=== INSTRUCTIONS TO FOLLOW ===
Output exactly the lines from the line with "SAMPLE = x=79, y=157" through the end of the records below. Include nothing else.

Dataset entries

--- START ---

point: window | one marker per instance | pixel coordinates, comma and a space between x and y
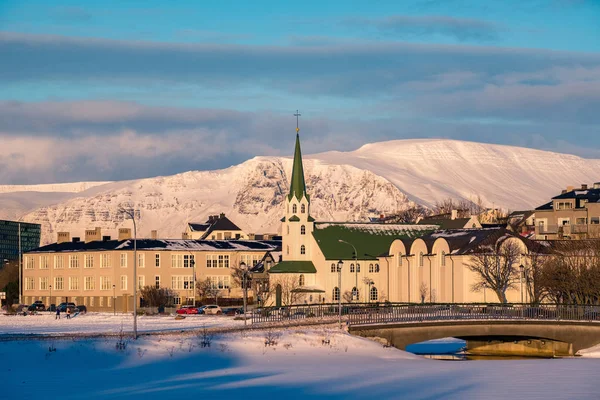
336, 294
74, 262
59, 283
73, 283
374, 296
44, 283
105, 283
105, 261
89, 283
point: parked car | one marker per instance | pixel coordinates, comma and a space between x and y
213, 310
233, 311
63, 307
187, 310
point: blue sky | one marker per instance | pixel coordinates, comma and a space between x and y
102, 90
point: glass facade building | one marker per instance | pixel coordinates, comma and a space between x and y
9, 239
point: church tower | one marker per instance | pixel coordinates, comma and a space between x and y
297, 224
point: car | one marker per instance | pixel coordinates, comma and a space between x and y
63, 307
213, 310
187, 310
233, 311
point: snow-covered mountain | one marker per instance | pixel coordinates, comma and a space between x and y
376, 179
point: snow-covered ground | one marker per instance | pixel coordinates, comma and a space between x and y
301, 365
98, 323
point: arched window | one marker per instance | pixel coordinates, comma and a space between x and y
374, 296
336, 294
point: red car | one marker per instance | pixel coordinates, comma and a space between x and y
187, 310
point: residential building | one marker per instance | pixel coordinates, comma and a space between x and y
573, 214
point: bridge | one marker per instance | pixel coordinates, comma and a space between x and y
546, 330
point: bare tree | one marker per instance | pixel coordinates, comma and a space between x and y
497, 267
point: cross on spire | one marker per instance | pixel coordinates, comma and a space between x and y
297, 115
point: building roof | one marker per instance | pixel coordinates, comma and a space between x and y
163, 244
297, 184
446, 223
294, 267
370, 239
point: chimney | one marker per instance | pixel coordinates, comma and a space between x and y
124, 233
92, 235
63, 237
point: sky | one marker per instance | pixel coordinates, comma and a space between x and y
116, 89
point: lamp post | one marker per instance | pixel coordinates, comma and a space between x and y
131, 214
355, 258
244, 269
521, 268
340, 265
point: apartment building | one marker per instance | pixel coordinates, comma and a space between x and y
98, 272
574, 214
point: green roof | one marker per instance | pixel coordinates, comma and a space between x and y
291, 267
297, 186
368, 238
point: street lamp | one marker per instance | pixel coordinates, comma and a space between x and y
131, 214
340, 265
521, 268
244, 269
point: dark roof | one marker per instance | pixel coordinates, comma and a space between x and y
370, 239
294, 267
446, 223
163, 244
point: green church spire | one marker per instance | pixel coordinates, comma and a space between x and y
297, 187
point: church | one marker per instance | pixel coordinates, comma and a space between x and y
363, 262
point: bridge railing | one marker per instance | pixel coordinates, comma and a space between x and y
449, 312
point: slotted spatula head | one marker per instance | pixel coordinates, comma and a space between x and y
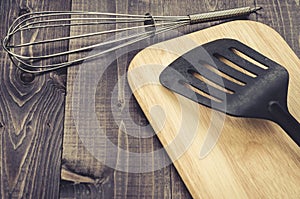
231, 77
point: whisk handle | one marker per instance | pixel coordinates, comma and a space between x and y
223, 14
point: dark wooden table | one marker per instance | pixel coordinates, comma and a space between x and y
42, 155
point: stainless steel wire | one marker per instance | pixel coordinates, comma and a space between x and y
42, 52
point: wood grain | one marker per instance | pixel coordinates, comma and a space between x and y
31, 119
164, 183
251, 158
24, 155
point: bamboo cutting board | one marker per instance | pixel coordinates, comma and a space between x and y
219, 156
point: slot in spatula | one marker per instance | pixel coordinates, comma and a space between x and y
231, 77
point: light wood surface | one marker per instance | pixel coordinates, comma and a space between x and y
252, 158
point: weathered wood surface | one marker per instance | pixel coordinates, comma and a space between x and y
31, 112
164, 183
31, 118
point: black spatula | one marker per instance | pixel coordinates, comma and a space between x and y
231, 77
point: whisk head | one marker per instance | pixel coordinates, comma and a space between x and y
45, 41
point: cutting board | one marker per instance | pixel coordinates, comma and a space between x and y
220, 156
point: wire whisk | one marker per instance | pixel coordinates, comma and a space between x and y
38, 42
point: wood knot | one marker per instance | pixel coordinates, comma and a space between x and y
27, 77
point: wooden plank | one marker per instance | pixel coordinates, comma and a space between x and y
283, 16
164, 183
31, 117
252, 158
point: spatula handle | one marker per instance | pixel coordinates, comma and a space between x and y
287, 122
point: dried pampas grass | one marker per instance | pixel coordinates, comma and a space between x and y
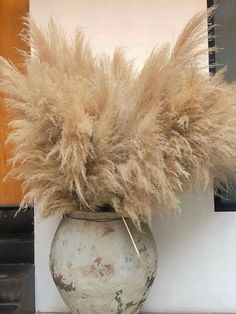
91, 131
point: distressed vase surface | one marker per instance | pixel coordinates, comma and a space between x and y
95, 267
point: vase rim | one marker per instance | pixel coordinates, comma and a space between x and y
95, 216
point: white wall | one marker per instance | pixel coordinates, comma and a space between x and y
197, 251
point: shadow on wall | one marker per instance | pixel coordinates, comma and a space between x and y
197, 257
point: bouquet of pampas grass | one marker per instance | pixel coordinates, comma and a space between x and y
92, 132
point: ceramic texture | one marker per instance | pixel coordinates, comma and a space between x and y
95, 266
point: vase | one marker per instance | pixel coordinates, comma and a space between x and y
102, 264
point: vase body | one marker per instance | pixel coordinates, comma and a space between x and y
95, 266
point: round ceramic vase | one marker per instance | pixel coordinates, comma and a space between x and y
95, 265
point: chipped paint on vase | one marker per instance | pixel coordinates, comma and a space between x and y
95, 266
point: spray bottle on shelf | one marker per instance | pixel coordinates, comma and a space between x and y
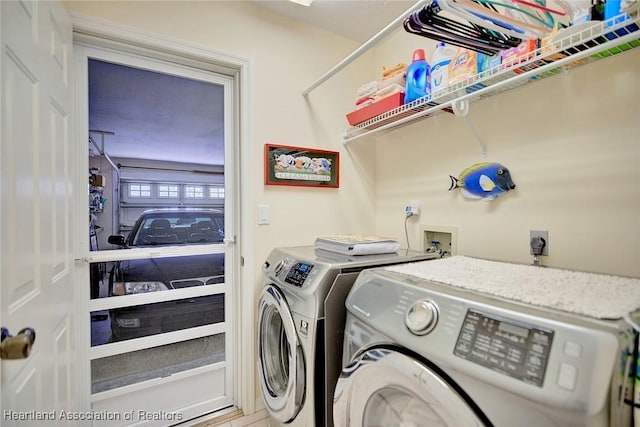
418, 78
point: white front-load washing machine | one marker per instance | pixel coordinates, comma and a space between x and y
300, 328
419, 352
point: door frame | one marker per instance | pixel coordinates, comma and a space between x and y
107, 34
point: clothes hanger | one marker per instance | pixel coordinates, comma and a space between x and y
503, 21
494, 37
541, 7
427, 22
479, 16
451, 38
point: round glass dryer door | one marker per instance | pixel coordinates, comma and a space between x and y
386, 388
280, 357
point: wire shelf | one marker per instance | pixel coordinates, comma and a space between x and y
593, 41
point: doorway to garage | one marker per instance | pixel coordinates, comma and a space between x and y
163, 264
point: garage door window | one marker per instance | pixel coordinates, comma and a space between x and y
194, 192
168, 191
139, 190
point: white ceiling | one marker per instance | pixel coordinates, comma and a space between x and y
355, 19
159, 117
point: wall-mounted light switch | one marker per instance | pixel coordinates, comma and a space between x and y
263, 214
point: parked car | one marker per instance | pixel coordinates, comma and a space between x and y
168, 227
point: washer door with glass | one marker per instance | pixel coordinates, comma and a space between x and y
280, 357
384, 387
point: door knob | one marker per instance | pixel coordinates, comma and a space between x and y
19, 346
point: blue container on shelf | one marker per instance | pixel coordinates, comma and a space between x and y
418, 78
613, 16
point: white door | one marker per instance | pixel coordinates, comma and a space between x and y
37, 267
171, 354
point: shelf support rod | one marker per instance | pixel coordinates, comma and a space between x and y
362, 49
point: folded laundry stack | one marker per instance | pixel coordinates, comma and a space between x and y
357, 244
393, 81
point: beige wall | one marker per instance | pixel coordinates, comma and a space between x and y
572, 144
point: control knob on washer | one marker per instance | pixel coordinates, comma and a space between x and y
421, 317
279, 266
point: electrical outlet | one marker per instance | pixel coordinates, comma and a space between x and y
412, 209
544, 234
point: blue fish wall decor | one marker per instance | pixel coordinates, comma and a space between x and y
484, 181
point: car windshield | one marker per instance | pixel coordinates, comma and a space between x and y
174, 228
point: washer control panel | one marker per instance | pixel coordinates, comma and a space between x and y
512, 348
298, 273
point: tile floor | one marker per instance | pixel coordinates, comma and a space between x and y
259, 419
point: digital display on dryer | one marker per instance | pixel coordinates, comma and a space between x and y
512, 348
298, 273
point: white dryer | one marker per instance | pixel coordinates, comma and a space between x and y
422, 353
301, 318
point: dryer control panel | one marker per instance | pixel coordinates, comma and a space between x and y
512, 348
298, 273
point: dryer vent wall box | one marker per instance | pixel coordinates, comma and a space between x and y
445, 236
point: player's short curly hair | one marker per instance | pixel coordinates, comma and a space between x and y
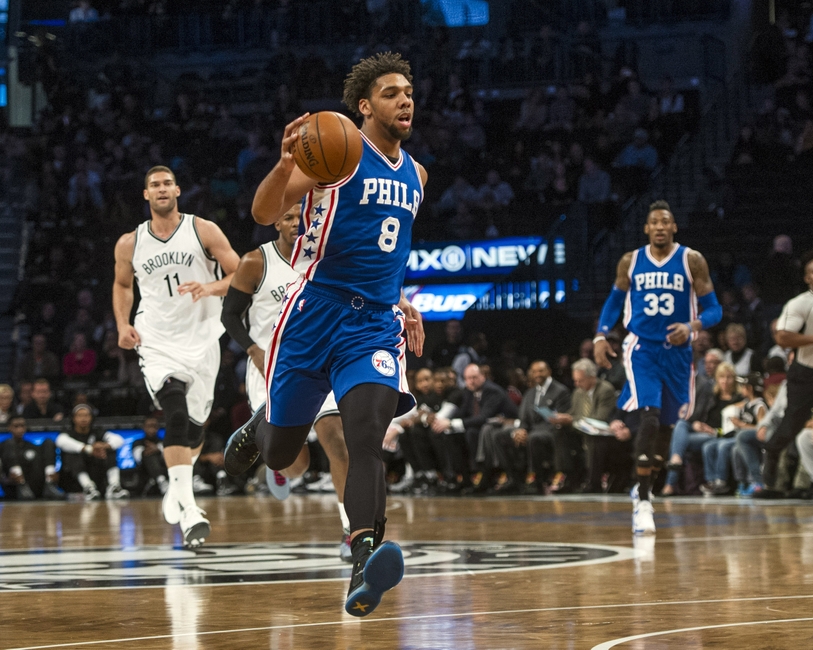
361, 80
659, 205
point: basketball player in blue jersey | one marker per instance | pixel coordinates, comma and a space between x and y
342, 322
659, 288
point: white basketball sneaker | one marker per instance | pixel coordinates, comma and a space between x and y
171, 508
194, 526
643, 522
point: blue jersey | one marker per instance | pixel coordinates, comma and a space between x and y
660, 294
356, 234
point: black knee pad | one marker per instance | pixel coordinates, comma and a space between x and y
648, 427
195, 435
172, 398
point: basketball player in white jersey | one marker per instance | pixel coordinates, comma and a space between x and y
249, 311
176, 260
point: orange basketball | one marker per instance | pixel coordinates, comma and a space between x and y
328, 148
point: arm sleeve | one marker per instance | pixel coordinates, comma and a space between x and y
234, 308
612, 310
71, 445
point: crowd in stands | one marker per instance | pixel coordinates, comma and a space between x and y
514, 425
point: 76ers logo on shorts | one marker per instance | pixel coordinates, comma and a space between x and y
384, 363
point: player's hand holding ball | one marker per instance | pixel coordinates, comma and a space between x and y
602, 351
128, 337
679, 333
196, 290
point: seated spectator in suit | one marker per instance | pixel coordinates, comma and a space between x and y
89, 457
39, 361
717, 454
592, 398
149, 458
744, 359
482, 401
616, 375
534, 439
6, 403
423, 449
685, 438
79, 361
29, 468
42, 405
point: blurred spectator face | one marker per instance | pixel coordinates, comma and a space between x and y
726, 380
423, 380
6, 397
151, 428
735, 341
452, 331
584, 381
702, 343
17, 428
26, 392
809, 275
82, 418
79, 343
85, 299
39, 343
538, 373
749, 293
474, 377
711, 362
783, 244
41, 392
48, 311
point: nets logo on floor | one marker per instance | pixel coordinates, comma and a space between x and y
217, 564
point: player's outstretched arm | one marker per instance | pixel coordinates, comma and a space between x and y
238, 299
217, 246
611, 312
123, 291
413, 324
711, 312
285, 184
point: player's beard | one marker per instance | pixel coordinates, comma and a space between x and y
164, 210
399, 134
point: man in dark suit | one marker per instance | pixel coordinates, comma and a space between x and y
483, 400
534, 439
592, 398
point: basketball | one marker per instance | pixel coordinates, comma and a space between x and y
328, 148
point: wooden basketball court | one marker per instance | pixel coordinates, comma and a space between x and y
481, 573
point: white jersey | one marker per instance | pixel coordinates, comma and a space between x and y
267, 299
165, 319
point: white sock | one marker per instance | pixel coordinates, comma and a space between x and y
180, 482
113, 476
343, 515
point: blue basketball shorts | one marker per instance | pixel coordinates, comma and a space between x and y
659, 375
326, 340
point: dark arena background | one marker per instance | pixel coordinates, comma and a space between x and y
547, 128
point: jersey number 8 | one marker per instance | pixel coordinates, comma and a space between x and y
389, 234
663, 304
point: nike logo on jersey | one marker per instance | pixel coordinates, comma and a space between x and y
386, 191
165, 259
658, 280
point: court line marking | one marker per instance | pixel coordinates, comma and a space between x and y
611, 644
356, 621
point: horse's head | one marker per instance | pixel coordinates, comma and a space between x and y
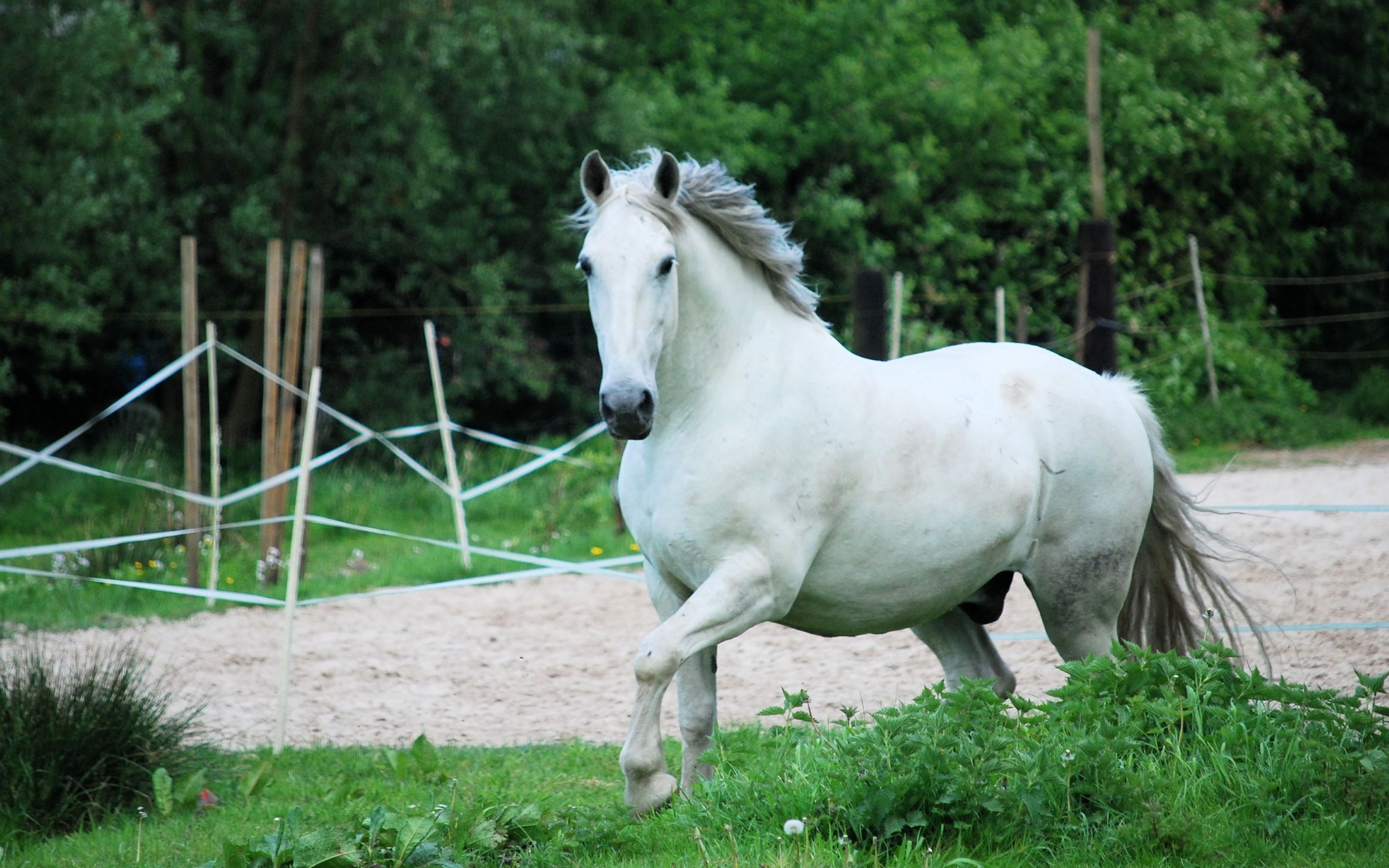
628, 259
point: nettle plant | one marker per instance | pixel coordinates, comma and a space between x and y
1141, 747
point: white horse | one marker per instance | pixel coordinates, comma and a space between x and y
774, 475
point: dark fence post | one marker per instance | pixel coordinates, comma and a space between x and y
1098, 252
872, 314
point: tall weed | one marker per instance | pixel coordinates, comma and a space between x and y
1142, 750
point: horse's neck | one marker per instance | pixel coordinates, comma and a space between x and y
728, 323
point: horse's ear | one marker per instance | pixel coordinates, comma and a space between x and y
596, 178
668, 177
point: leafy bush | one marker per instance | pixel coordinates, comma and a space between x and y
1137, 752
80, 738
1369, 400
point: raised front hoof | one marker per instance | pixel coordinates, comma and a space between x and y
649, 795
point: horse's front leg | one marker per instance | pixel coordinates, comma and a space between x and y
695, 684
739, 594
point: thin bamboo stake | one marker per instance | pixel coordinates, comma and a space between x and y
1200, 309
314, 323
270, 403
192, 419
1082, 310
1092, 117
895, 335
460, 518
296, 548
289, 371
214, 438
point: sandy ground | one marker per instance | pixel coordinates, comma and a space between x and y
549, 660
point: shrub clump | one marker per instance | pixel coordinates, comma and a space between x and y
81, 736
1141, 750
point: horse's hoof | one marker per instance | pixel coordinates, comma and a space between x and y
651, 795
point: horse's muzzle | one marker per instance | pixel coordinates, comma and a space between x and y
628, 409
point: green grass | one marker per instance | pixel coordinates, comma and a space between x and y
1175, 763
563, 512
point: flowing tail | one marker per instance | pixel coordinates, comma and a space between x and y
1175, 569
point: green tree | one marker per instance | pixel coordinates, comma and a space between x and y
84, 224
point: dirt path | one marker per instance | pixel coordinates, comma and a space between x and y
549, 660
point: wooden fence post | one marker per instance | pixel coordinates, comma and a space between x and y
1098, 249
1200, 309
870, 309
895, 342
460, 520
192, 417
296, 552
270, 403
1095, 324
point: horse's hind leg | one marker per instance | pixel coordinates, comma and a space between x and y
966, 651
1080, 592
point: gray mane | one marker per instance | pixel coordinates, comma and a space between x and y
712, 195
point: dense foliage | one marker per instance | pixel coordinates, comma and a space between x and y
1141, 752
81, 736
431, 146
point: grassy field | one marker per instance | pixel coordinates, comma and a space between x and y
1153, 761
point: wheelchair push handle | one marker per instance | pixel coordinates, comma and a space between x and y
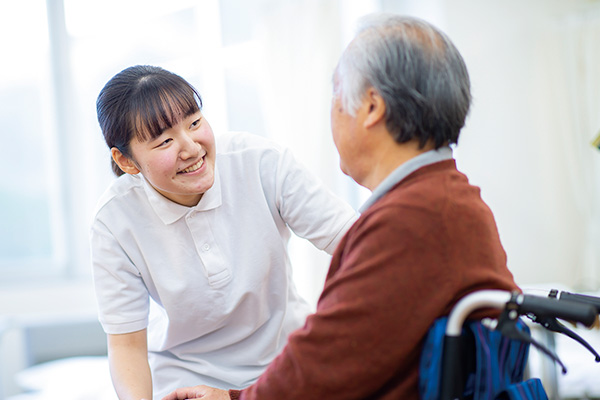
564, 308
581, 298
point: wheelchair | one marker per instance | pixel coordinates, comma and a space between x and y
467, 359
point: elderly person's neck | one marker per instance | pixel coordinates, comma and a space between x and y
389, 155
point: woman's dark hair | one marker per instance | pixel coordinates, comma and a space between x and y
141, 102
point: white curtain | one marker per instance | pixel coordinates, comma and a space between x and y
578, 46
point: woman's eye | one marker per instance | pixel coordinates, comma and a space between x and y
164, 143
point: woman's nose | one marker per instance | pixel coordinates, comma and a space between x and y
189, 148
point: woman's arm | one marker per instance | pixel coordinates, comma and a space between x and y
129, 368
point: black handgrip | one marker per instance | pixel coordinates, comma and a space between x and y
581, 298
564, 309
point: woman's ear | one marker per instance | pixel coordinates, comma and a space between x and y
375, 108
125, 163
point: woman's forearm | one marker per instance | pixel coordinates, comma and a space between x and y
129, 368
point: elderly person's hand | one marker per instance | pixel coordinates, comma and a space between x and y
198, 392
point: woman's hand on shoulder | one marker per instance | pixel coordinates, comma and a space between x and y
198, 392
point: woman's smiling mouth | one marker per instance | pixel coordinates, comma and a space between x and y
193, 167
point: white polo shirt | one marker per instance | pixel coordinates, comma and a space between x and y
219, 276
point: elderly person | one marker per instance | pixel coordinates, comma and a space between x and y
425, 237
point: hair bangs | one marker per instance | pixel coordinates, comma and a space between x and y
161, 105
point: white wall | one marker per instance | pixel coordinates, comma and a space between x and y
523, 144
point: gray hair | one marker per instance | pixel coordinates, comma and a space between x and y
417, 70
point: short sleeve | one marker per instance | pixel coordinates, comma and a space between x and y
122, 296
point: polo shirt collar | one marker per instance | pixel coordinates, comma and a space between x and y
429, 157
169, 211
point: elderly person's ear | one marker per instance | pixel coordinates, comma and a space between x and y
376, 108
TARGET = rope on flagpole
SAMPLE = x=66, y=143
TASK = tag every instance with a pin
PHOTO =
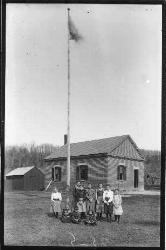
x=68, y=109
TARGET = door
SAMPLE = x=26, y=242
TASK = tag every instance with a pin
x=135, y=178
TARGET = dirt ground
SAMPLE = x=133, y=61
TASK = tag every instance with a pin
x=28, y=222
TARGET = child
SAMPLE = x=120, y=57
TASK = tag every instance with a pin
x=108, y=204
x=99, y=201
x=56, y=199
x=90, y=199
x=81, y=207
x=76, y=218
x=66, y=214
x=90, y=219
x=117, y=205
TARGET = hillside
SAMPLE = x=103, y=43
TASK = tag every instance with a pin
x=152, y=167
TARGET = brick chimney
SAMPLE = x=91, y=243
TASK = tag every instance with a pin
x=65, y=139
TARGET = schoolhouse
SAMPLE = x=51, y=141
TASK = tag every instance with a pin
x=115, y=160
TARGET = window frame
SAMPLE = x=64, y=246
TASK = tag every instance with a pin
x=121, y=175
x=59, y=173
x=78, y=172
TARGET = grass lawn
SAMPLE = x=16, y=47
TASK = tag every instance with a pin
x=28, y=222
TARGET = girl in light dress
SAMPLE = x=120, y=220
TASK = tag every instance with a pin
x=117, y=205
x=99, y=201
x=56, y=199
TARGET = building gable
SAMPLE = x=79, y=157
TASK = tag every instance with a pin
x=127, y=149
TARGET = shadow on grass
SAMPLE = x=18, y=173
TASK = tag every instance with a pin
x=147, y=223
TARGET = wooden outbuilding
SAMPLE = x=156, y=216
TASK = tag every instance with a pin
x=116, y=161
x=25, y=178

--- END ---

=== ANSWER SPACE ===
SAMPLE = x=79, y=157
TASK = tag every instance with a pin
x=127, y=149
TARGET = shadow on grass
SAMPLE = x=18, y=173
TASK = tag every instance with a pin
x=147, y=223
TARGET = wooden outbuilding
SAMPLE = x=156, y=216
TASK = tag every instance with a pin
x=116, y=161
x=25, y=178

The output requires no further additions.